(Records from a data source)

+ + +

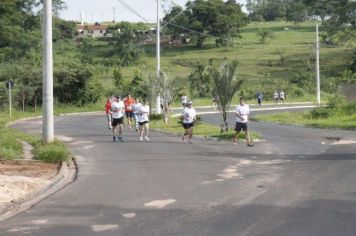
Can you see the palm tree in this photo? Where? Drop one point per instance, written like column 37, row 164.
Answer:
column 225, row 85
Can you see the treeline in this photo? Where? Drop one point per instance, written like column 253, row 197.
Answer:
column 337, row 12
column 21, row 57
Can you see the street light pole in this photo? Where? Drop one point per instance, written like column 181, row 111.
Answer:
column 48, row 126
column 158, row 57
column 317, row 66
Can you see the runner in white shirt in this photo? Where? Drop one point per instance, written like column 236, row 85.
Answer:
column 275, row 97
column 242, row 112
column 118, row 110
column 136, row 108
column 184, row 100
column 189, row 117
column 282, row 96
column 143, row 119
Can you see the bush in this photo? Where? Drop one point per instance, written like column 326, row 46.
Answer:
column 156, row 116
column 198, row 120
column 319, row 113
column 54, row 152
column 10, row 147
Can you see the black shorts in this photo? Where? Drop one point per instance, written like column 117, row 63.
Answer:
column 117, row 121
column 240, row 126
column 188, row 125
column 129, row 114
column 142, row 123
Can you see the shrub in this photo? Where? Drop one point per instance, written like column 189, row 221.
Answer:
column 320, row 113
column 198, row 120
column 54, row 152
column 156, row 116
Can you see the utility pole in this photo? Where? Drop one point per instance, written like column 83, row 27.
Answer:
column 48, row 127
column 317, row 66
column 114, row 14
column 158, row 57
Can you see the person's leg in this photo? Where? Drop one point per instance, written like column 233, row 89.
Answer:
column 141, row 131
column 248, row 138
column 185, row 132
column 146, row 132
column 121, row 127
column 236, row 137
column 136, row 121
column 108, row 117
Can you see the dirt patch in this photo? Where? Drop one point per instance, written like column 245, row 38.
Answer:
column 20, row 178
column 32, row 169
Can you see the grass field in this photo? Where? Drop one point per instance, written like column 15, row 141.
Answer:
column 342, row 118
column 263, row 66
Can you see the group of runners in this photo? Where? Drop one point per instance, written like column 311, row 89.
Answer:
column 136, row 112
column 137, row 115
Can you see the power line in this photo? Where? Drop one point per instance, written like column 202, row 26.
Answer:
column 194, row 31
column 129, row 8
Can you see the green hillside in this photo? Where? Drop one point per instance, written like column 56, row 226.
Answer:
column 265, row 66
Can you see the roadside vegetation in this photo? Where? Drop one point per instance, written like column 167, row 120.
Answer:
column 11, row 148
column 273, row 48
column 201, row 129
column 335, row 114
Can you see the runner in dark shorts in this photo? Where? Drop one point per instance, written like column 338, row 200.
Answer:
column 241, row 126
column 117, row 121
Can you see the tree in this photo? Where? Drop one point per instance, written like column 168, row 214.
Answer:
column 125, row 39
column 264, row 35
column 200, row 81
column 225, row 85
column 204, row 18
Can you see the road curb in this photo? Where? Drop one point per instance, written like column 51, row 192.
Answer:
column 203, row 137
column 65, row 176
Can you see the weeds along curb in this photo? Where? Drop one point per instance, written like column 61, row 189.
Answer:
column 202, row 137
column 65, row 176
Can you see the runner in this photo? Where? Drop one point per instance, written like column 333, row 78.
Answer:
column 108, row 112
column 136, row 107
column 259, row 98
column 117, row 108
column 282, row 96
column 143, row 120
column 184, row 100
column 189, row 117
column 275, row 97
column 129, row 102
column 242, row 112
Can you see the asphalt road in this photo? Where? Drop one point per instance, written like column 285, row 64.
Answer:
column 301, row 181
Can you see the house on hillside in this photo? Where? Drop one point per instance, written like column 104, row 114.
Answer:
column 91, row 31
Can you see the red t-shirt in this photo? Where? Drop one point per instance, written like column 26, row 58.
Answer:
column 129, row 102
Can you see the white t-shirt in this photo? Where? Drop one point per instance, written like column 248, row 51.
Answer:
column 136, row 107
column 188, row 115
column 144, row 113
column 243, row 111
column 120, row 107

+ + +

▶ [REQUIREMENTS] Images in the records should not be copied. Repeat all the rest exactly.

▶ [CORRECT ANSWER]
Can you see the palm tree in this photo? Where? Drop one point per instance, written like column 37, row 164.
Answer:
column 225, row 85
Can you see the treeline in this photo? Where? Drop one point per instance, written like column 253, row 197.
Answer:
column 337, row 12
column 21, row 57
Can you see the street light pole in this photo? Where? Drop one point per instance, written like column 181, row 111.
Answer:
column 48, row 126
column 158, row 57
column 317, row 66
Can you see the runner in white shirt in this photo? Where? Drop one point per instance, written like column 236, row 85.
Answer:
column 275, row 97
column 242, row 112
column 118, row 110
column 136, row 108
column 184, row 100
column 189, row 117
column 282, row 96
column 143, row 119
Can you see the bush in this photo? Where? Drop one point per instance, written like column 326, row 46.
Answer:
column 156, row 116
column 198, row 120
column 319, row 113
column 54, row 152
column 10, row 147
Can you see the black shorts in this photo? Where? Drop one point per instance, written like column 117, row 63.
Answer:
column 117, row 121
column 240, row 126
column 188, row 125
column 129, row 114
column 142, row 123
Can you see the shrub in this photo? Where? Drop one point per instance, written like column 189, row 221.
Answer:
column 320, row 113
column 198, row 120
column 54, row 152
column 156, row 116
Can you see the utility pole in this photo? Where? Drop one point per instance, written like column 83, row 27.
Answer:
column 48, row 127
column 317, row 66
column 114, row 14
column 158, row 57
Can you see the person's leg in this photo? Where? Drop one point per instance, written like column 233, row 89.
Answer:
column 141, row 131
column 248, row 138
column 185, row 132
column 146, row 132
column 121, row 127
column 236, row 137
column 136, row 121
column 108, row 117
Can you see the dirt patch in this photo? Where? Drop one point per instance, written like column 245, row 38.
Answer:
column 20, row 178
column 32, row 169
Can you see the grass field in this photo? Where? Drop one point per instance, written like column 15, row 141.
Answer:
column 342, row 118
column 263, row 66
Can you see the group of runners in this photo? Where? Drop one point per instance, written like column 311, row 89.
Answer:
column 136, row 112
column 137, row 115
Can you see the power line in this photo? Where? Drop one point per instance, written like column 202, row 26.
Answer:
column 194, row 31
column 129, row 8
Can you see the green hillside in this photo? Where? Drop one point per instance, written like column 56, row 226.
Answer:
column 265, row 66
Can you see the roadside vegetation in this photo? Where? Drop one point per instance, written like column 167, row 120.
Answer:
column 11, row 148
column 273, row 48
column 201, row 129
column 335, row 114
Can you see the runner in dark shorts in this photo? Where? Drop one point per instance, written like column 338, row 200.
Answer:
column 241, row 126
column 117, row 121
Can you see the tree in this photo? Where? Drop one point per instance, written like column 168, row 214.
Answer:
column 125, row 39
column 264, row 35
column 200, row 81
column 225, row 85
column 204, row 18
Can you see the road curb in this photo? Where? Drop one point per instance, written like column 51, row 192.
Answer:
column 203, row 137
column 65, row 176
Can you see the weeds along curb in this photo? Where? Drop one point per instance, written like column 61, row 189.
Answer:
column 202, row 137
column 65, row 176
Can you see the runner in this photo? Where? Drop one point per instance, written like column 333, row 78.
Answer:
column 108, row 112
column 136, row 107
column 259, row 98
column 117, row 108
column 282, row 96
column 143, row 120
column 184, row 100
column 189, row 117
column 275, row 97
column 129, row 102
column 242, row 112
Can you see the asphalt road in this photo? Where? Drop one point per instance, written like column 285, row 64.
Answer:
column 301, row 181
Can you see the house on hillside in this photo? Where? Drop one point per instance, written like column 104, row 114.
Answer:
column 91, row 31
Can you see the red t-shirt in this photo? Where? Drop one point per instance, written like column 26, row 58.
Answer:
column 129, row 102
Can you see the white t-shirt in this photo? Where? Drop one point per instance, written like column 248, row 51.
Answer:
column 136, row 107
column 188, row 115
column 144, row 113
column 243, row 111
column 120, row 107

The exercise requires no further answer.